■ **PASSAGE SHOWN**
--------------------

Volunteering in Northern Virginia

I do something nice for other people every once in a while for absolutely no reason. Well, not "absolutely no reason", it could be boredom or Karma building.

I have exchanged a few Emails from "Northern Virginia Family Service", and I am going to start volunteering for them. They have a class where adults go there to learn the skills to get better jobs so they don't have to work in entry-level jobs for the rest of their lives. The class teaches speaking, computers, job searching, resume writing, interviewing, and other type of skills of that nature. It's a class Mon-Fri 8AM-2PM for 22 weeks. By statistics, over 90% of adults who graduate obtain "better" jobs.

I visited them today during lunch. The majority of the students in that class are foreign. I remember when I was young and new to the US, my parents had help from other Chinese people to "point them the way" in their careers back in Long Island. But what if there was nobody to help them with anything? I can definitely imagine this class being extremely beneficial for foreigners who don't totally understand the US customs and work culture. Nobody else will tell them "during a job interview, when asked why leaving the current job, don't complain about the low pay or about the current boss".

--------------------

■ **PROBLEMS TO WORK ON**
1. According to the volunteering post, why do adults attend the class run by Northern Virginia Family Service?
2. In the volunteering post, for how many weeks does the class run?

--------------------

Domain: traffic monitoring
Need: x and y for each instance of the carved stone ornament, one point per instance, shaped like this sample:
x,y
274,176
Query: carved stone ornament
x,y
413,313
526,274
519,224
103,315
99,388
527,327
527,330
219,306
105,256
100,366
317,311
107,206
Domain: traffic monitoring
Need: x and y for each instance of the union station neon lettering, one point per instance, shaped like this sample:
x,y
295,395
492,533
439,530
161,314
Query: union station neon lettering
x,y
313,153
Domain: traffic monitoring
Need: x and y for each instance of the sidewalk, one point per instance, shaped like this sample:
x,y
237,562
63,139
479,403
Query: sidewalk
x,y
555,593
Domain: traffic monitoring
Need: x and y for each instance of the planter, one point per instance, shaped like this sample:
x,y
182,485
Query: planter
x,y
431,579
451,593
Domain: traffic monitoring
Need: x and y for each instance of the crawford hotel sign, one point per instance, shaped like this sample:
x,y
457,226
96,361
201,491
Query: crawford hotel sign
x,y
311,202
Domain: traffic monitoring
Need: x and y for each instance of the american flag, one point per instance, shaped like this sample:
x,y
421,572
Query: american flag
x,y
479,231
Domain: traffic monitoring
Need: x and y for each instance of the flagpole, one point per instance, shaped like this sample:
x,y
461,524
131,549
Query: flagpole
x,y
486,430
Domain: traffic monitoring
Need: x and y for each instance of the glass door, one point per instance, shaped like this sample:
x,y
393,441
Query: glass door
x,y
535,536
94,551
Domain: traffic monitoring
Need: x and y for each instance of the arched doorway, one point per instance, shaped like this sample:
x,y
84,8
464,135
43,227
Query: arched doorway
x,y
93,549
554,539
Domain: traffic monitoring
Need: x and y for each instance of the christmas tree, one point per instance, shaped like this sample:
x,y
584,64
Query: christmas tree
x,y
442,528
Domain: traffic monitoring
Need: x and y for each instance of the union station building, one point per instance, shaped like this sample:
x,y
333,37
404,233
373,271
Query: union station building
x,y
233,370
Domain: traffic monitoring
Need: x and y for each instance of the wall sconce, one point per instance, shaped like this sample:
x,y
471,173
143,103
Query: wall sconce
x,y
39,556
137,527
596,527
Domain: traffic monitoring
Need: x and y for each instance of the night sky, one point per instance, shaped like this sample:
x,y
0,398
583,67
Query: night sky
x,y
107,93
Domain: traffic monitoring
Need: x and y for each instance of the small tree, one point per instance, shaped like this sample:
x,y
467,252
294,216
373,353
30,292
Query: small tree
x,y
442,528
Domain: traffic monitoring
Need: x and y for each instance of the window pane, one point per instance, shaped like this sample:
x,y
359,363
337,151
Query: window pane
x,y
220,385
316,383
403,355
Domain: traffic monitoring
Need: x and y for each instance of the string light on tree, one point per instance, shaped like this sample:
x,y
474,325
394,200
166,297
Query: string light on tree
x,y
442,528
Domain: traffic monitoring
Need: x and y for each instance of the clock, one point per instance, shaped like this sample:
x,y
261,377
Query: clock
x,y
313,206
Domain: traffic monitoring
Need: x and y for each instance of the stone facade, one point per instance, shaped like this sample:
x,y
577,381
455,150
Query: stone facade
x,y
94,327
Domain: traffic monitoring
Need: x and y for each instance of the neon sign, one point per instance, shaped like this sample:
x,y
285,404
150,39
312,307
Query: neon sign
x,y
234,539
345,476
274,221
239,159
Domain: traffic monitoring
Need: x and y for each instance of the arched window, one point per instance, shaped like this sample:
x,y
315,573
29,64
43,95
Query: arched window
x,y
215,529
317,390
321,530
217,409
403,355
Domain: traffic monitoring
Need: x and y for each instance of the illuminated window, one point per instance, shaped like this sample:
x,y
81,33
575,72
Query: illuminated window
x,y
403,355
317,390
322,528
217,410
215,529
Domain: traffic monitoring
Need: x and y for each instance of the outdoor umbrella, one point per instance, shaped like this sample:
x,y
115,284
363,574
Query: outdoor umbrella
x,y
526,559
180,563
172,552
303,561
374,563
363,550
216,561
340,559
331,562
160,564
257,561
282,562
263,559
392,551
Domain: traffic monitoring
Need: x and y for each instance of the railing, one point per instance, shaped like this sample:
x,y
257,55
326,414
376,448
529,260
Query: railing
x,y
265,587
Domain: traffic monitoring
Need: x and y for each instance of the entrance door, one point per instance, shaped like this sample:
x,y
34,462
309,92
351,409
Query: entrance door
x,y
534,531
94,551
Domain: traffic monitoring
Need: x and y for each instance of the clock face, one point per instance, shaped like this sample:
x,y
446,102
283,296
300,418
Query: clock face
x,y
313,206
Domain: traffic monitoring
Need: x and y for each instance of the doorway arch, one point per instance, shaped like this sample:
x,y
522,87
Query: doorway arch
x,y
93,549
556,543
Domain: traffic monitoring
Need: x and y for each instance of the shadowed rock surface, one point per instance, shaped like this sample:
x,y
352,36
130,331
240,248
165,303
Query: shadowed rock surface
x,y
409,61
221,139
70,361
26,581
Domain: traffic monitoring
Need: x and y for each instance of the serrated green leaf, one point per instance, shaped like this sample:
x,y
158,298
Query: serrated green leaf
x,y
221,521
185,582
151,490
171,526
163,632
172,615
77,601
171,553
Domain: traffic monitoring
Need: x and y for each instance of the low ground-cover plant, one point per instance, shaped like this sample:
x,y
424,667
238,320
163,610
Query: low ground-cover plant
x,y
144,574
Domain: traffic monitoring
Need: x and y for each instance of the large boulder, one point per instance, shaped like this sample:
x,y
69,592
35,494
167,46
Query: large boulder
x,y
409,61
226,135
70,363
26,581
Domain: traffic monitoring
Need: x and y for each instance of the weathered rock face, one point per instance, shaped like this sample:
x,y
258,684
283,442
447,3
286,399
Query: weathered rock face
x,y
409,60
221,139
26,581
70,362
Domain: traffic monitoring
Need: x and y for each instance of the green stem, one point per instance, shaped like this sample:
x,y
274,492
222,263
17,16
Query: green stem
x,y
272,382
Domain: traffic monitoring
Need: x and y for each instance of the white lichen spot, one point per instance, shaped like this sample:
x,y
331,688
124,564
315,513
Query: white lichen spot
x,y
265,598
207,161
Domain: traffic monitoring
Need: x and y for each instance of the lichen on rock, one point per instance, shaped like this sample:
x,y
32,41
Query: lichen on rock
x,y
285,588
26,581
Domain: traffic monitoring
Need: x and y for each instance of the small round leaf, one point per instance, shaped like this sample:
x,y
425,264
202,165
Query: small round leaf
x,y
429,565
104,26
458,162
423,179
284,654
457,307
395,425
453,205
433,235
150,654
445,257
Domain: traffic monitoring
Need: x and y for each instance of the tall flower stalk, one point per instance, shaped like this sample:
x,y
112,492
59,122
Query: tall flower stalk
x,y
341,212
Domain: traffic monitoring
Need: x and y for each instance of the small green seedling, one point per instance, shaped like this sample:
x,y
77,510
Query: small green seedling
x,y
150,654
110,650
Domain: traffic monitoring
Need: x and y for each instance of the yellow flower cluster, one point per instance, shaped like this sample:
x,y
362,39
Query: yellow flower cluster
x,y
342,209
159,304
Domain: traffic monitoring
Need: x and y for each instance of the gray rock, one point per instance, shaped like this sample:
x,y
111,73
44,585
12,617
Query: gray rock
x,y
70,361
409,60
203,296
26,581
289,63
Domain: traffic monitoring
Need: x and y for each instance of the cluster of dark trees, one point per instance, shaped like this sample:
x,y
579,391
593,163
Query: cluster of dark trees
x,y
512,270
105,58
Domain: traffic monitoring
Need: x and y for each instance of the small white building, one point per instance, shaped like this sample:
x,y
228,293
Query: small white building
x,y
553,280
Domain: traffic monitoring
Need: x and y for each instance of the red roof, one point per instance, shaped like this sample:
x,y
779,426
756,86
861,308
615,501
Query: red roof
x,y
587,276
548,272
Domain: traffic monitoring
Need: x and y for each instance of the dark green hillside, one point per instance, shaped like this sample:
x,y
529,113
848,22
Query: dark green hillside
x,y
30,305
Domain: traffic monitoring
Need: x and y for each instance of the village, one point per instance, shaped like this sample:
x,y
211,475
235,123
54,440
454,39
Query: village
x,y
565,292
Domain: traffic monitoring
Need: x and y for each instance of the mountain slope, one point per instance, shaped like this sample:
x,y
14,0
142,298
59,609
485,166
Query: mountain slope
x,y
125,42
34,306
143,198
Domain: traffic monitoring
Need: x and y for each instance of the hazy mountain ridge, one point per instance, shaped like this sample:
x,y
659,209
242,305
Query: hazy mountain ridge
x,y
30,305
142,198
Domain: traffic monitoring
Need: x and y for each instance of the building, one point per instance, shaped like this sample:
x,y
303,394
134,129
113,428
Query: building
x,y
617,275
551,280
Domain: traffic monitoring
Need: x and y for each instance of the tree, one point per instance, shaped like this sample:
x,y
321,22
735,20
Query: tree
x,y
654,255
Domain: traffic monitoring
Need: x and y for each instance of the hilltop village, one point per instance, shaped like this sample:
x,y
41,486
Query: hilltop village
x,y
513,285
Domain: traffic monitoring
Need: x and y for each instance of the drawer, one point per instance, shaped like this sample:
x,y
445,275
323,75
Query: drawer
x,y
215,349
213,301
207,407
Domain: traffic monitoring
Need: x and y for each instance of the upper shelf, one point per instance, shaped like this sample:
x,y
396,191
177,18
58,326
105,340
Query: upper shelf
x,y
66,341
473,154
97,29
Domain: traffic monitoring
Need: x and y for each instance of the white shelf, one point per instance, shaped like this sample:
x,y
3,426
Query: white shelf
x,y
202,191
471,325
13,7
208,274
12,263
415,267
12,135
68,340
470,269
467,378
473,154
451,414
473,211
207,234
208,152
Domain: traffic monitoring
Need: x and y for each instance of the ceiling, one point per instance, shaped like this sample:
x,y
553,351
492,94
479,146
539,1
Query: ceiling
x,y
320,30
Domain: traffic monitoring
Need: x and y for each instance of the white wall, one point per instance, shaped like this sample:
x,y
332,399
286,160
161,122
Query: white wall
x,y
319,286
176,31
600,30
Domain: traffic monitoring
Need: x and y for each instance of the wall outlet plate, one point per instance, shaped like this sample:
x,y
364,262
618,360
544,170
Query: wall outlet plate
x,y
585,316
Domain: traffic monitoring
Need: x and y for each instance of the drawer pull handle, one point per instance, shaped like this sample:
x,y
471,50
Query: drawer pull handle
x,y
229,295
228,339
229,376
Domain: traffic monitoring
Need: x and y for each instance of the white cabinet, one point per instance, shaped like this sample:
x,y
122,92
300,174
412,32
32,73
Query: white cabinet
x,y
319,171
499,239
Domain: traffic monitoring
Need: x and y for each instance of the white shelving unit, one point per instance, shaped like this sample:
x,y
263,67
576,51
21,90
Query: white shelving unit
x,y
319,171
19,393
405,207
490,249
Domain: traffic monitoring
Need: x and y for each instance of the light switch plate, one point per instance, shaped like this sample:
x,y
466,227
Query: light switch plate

--------------------

■ **THE ANSWERS**
1. They go to learn the skills to get better jobs so they don't have to work in entry-level jobs for the rest of their lives.

2. It runs for 22 weeks.